(Natural language region descriptions)

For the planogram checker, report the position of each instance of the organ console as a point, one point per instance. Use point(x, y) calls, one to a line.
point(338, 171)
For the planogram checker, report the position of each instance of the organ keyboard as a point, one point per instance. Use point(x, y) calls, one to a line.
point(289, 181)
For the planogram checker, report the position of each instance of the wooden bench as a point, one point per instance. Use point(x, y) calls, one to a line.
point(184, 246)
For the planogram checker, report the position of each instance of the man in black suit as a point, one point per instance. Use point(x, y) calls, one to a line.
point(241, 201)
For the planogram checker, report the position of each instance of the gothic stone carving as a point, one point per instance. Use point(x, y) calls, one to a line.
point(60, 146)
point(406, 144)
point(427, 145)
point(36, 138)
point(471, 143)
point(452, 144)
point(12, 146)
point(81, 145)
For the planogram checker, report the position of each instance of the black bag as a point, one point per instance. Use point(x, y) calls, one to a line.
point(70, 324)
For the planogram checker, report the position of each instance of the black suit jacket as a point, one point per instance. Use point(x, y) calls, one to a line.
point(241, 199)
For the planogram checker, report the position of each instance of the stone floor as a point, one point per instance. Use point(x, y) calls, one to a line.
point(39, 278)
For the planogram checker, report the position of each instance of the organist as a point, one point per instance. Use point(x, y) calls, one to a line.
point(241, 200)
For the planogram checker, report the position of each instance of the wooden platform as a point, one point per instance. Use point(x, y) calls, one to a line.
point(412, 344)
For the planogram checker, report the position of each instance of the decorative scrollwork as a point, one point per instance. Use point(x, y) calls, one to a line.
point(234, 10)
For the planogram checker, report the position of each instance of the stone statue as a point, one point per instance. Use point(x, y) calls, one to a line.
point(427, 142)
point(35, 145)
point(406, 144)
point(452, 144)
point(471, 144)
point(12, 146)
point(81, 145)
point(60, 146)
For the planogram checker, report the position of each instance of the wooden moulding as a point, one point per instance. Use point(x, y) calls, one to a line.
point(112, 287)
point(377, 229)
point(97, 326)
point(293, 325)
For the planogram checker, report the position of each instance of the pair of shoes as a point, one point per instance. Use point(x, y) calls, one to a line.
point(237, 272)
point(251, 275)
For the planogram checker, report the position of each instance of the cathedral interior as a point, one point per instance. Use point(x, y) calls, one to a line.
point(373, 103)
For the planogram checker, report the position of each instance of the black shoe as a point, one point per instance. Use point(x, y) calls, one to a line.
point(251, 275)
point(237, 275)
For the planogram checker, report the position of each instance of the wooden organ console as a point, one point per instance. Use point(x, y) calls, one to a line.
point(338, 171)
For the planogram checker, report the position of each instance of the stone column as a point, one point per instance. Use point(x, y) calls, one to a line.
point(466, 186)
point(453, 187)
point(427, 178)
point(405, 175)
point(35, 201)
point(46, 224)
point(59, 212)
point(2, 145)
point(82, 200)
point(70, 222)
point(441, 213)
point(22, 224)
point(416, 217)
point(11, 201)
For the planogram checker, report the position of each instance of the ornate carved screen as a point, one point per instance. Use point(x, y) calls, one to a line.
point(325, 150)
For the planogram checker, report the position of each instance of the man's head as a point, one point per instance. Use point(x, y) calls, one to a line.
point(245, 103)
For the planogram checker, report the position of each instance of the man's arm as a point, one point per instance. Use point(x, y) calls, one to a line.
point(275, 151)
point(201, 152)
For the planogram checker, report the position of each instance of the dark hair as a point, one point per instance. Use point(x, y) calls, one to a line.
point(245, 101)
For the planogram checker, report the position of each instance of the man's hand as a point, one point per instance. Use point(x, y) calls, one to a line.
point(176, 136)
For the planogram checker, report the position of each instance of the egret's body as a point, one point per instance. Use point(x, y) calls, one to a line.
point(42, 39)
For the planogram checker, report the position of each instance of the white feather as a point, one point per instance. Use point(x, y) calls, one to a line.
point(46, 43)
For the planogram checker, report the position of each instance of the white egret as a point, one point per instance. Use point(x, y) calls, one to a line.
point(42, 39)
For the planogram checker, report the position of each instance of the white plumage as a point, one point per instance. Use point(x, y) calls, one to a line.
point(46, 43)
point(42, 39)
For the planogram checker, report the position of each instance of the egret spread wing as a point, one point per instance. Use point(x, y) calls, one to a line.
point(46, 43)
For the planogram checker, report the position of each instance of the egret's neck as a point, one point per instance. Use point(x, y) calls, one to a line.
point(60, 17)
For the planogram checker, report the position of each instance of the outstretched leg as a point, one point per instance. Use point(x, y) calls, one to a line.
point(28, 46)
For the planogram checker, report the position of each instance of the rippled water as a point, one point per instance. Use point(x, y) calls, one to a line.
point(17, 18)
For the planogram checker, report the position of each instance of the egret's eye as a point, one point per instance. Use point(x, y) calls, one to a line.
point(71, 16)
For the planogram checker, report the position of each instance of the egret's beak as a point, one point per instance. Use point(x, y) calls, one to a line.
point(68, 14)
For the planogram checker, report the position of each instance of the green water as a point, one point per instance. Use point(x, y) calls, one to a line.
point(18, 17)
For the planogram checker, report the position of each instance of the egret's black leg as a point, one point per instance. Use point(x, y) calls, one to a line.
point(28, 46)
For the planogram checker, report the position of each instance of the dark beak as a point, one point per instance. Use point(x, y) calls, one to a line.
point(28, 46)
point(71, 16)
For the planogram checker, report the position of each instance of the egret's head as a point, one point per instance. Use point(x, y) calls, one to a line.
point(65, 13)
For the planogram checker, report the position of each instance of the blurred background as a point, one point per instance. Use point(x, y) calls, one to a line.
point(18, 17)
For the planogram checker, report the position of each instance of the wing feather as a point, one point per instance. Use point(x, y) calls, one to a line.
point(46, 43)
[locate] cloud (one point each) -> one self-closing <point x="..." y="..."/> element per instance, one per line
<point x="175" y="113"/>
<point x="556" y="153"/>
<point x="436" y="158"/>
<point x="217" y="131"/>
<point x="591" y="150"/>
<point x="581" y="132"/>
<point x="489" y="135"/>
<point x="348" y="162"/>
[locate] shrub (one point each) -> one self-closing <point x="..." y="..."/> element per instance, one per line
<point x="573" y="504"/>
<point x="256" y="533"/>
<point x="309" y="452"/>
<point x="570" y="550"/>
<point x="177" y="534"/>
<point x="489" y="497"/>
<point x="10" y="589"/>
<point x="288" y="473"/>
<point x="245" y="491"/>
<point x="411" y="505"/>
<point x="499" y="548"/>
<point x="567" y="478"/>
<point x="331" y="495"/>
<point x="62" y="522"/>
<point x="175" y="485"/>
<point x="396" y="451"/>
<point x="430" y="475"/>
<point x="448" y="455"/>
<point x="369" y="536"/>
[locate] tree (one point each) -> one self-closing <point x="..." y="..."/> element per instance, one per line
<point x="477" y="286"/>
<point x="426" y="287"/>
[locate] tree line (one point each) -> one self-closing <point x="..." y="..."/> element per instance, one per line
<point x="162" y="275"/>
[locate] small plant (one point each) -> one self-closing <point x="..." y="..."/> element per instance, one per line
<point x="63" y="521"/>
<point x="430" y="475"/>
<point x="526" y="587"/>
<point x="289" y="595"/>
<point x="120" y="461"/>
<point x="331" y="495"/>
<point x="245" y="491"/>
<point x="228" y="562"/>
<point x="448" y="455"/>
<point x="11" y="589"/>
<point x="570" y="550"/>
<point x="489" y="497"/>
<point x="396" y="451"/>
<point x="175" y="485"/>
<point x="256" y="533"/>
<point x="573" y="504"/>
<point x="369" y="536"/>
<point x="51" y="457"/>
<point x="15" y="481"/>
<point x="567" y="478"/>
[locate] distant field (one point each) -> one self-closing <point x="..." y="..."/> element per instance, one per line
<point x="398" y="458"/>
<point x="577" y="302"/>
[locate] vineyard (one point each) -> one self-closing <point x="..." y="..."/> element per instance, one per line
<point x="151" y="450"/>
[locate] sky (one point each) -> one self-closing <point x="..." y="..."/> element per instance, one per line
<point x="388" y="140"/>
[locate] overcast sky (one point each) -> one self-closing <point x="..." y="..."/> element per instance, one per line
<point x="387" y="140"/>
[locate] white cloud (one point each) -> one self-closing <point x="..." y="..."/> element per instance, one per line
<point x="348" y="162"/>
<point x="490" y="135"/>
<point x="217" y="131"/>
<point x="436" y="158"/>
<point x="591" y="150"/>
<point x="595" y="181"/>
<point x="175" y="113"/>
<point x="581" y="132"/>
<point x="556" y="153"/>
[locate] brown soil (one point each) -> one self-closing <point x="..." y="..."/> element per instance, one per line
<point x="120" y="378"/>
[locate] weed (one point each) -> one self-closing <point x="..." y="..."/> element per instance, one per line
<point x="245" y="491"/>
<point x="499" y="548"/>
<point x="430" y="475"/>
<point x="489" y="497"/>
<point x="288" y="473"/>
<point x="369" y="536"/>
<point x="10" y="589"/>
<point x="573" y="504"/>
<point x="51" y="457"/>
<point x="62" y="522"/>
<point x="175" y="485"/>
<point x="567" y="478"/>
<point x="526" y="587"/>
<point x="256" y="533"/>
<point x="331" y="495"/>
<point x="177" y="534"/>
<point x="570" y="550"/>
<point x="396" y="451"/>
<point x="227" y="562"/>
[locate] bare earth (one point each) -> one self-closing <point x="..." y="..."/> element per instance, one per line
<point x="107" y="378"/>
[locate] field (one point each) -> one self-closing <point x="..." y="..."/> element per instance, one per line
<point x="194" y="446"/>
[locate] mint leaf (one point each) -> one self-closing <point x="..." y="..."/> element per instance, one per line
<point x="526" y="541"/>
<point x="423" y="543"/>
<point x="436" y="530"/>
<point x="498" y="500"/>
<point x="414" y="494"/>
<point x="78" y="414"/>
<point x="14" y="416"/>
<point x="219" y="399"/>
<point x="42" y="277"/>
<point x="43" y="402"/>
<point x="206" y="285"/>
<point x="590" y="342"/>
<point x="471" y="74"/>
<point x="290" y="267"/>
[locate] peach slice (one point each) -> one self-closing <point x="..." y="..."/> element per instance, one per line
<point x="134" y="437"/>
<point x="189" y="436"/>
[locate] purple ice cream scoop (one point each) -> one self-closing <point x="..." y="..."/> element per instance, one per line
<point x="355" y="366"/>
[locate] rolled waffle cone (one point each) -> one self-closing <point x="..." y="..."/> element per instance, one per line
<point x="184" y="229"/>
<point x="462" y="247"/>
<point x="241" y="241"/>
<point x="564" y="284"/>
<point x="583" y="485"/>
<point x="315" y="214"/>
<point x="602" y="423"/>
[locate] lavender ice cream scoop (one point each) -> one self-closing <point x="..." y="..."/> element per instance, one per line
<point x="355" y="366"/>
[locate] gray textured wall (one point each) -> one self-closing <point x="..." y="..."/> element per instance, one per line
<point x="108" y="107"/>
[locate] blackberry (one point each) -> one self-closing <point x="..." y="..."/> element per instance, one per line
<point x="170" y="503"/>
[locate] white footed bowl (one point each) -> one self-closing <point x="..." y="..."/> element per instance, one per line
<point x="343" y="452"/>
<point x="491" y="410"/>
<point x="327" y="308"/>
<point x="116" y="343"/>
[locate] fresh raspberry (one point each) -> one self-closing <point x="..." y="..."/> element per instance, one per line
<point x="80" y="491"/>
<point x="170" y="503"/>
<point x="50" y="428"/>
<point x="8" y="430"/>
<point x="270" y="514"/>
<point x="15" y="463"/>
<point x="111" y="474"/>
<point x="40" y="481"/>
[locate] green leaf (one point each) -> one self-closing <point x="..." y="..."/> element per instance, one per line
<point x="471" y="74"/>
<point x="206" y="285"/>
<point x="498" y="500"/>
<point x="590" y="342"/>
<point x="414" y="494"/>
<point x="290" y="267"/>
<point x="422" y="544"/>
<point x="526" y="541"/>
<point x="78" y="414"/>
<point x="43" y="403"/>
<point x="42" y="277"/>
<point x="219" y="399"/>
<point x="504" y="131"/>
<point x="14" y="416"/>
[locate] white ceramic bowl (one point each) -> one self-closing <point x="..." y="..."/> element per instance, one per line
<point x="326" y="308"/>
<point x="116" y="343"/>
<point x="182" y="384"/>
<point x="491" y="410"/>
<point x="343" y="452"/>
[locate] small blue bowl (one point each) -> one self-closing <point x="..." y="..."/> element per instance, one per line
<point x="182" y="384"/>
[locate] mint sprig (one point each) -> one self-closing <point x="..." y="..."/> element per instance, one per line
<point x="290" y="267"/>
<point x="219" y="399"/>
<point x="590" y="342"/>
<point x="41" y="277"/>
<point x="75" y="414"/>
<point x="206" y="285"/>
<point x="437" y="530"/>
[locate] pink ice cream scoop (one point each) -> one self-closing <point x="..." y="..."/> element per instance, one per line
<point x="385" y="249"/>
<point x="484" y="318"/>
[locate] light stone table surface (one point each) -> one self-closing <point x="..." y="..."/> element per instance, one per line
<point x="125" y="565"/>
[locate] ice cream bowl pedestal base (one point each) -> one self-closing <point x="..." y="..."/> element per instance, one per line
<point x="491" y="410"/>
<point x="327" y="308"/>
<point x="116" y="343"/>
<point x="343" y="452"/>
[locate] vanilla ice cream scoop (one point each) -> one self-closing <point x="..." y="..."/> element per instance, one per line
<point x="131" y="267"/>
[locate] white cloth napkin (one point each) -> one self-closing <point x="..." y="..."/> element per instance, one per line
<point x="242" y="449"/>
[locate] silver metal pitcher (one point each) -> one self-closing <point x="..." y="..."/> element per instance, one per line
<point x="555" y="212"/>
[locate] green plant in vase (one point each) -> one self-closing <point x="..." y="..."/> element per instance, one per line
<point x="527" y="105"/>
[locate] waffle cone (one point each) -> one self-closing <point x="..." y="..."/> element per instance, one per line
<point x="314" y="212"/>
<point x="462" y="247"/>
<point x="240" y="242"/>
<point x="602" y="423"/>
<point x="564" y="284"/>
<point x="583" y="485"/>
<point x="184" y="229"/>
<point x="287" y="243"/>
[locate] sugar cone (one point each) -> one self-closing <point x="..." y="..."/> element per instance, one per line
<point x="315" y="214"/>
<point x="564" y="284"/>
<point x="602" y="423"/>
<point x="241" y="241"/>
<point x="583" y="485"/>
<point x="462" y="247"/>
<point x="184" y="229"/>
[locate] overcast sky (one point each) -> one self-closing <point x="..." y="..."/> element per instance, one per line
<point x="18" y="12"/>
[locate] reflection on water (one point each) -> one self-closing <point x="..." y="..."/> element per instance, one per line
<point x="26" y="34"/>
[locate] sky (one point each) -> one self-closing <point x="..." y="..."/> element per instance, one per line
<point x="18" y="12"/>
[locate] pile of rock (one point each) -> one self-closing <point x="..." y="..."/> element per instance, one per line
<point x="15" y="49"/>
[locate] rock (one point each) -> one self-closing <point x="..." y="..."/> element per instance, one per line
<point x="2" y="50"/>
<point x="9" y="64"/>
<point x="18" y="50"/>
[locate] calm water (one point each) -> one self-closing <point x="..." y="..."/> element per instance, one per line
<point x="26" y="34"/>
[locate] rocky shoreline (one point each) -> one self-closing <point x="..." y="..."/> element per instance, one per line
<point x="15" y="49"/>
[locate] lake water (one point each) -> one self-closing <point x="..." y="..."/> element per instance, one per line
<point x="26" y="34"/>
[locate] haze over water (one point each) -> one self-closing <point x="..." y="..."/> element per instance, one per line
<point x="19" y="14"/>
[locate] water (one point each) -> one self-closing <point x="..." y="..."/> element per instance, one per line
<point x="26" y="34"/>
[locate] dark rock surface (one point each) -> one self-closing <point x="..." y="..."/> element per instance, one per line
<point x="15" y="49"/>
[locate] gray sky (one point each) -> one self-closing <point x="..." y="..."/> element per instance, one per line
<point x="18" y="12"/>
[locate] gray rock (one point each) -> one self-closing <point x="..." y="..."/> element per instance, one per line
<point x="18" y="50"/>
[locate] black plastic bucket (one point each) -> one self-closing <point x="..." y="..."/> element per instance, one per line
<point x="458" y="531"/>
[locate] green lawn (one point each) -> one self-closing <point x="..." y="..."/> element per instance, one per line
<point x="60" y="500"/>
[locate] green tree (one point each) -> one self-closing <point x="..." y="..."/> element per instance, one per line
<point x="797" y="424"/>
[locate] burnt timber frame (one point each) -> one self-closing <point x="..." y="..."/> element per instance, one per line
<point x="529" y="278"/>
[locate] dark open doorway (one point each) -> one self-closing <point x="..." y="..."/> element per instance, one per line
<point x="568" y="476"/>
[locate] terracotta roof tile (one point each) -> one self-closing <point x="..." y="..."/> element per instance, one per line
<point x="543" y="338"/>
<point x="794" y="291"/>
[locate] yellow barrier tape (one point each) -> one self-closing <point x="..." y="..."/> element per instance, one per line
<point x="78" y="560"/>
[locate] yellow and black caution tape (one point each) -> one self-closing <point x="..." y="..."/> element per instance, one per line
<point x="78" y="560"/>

Task description: Exactly as they appear, print the lines from the one holding "[locate] burnt timber" through the final line of the entries, and no others.

Solution for this task:
[locate] burnt timber frame (one point each) -> one self-closing <point x="..." y="..."/> element per instance, one per line
<point x="529" y="278"/>
[locate] dark open doorway (one point each) -> one self-closing <point x="..." y="..."/> element per instance, one per line
<point x="568" y="476"/>
[locate] terracotta roof tile (one point each) -> one self-closing <point x="..." y="..."/> element per instance, one per line
<point x="543" y="338"/>
<point x="794" y="291"/>
[locate] yellow barrier tape (one point each) -> one self-closing <point x="..." y="..."/> element per instance, one per line
<point x="78" y="560"/>
[locate] yellow and black caution tape (one point each) -> one self-closing <point x="..." y="..."/> element per instance, one per line
<point x="78" y="560"/>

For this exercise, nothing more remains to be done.